Task to complete:
All of the listing is to be written out word for word, with the pictures left out.

*** Opening of Exercise data ***

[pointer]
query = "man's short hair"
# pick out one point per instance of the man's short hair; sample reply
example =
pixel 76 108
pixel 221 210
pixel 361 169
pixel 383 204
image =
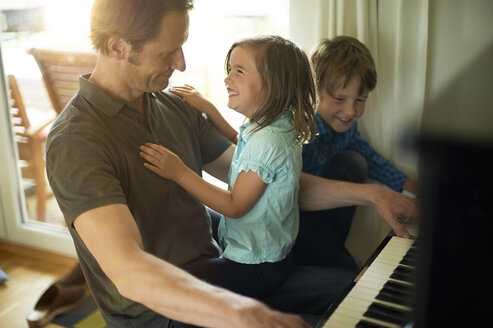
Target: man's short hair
pixel 136 21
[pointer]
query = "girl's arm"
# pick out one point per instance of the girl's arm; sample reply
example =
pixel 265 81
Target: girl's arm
pixel 245 193
pixel 196 100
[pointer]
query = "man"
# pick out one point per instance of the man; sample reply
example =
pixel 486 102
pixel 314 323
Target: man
pixel 133 232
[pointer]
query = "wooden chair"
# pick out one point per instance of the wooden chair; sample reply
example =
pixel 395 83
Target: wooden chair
pixel 61 71
pixel 30 127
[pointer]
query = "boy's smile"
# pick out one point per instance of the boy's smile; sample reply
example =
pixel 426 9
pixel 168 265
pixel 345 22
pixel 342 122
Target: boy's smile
pixel 342 106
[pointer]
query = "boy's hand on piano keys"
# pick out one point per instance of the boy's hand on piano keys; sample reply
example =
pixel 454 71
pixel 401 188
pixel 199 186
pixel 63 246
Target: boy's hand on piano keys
pixel 391 206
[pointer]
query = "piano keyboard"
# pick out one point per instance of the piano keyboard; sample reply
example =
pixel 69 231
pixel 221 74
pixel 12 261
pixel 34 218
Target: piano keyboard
pixel 383 295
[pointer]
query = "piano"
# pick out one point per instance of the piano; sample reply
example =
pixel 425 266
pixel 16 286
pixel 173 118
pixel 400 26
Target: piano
pixel 383 293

*** Close of Exercise data ***

Solution to the exercise:
[pointer]
query = "man's short hair"
# pick out one point per instance of the man's short hair; sample reply
example =
pixel 76 108
pixel 221 210
pixel 361 169
pixel 383 204
image =
Target: man's short hair
pixel 136 21
[pointer]
query = "girl's arm"
# pick out one point per instance of the girl's arm; sample reply
example =
pixel 265 81
Target: girl's arm
pixel 245 193
pixel 196 100
[pointer]
query = "man"
# pick out one point per instance of the man; sample reply
example =
pixel 486 102
pixel 314 323
Target: man
pixel 133 232
[pointer]
query = "wooden chair"
# pick out one point per instance of the wooden chair; sample reply
example =
pixel 395 83
Target: wooden chair
pixel 61 71
pixel 30 127
[pointer]
query = "boy's smile"
# pick out one point per instance of the boy's smile; sample reply
example =
pixel 426 9
pixel 168 265
pixel 345 22
pixel 342 122
Target: boy's smile
pixel 342 106
[pointer]
query = "boy's hand on piano keys"
# pick out one point per instance of the boy's hand on piano keys; sample reply
example =
pixel 454 71
pixel 401 188
pixel 199 186
pixel 63 246
Target: boy's hand on piano keys
pixel 391 206
[pointer]
query = "piano keyboard"
# pick out one point per instance of the piano keyboard; sample reply
example =
pixel 69 231
pixel 221 74
pixel 12 261
pixel 34 218
Target: piano keyboard
pixel 383 295
[pointer]
query = "piano"
# pick out one point per instance of the piano; sample reply
example =
pixel 425 266
pixel 16 286
pixel 173 118
pixel 400 26
Target: piano
pixel 383 293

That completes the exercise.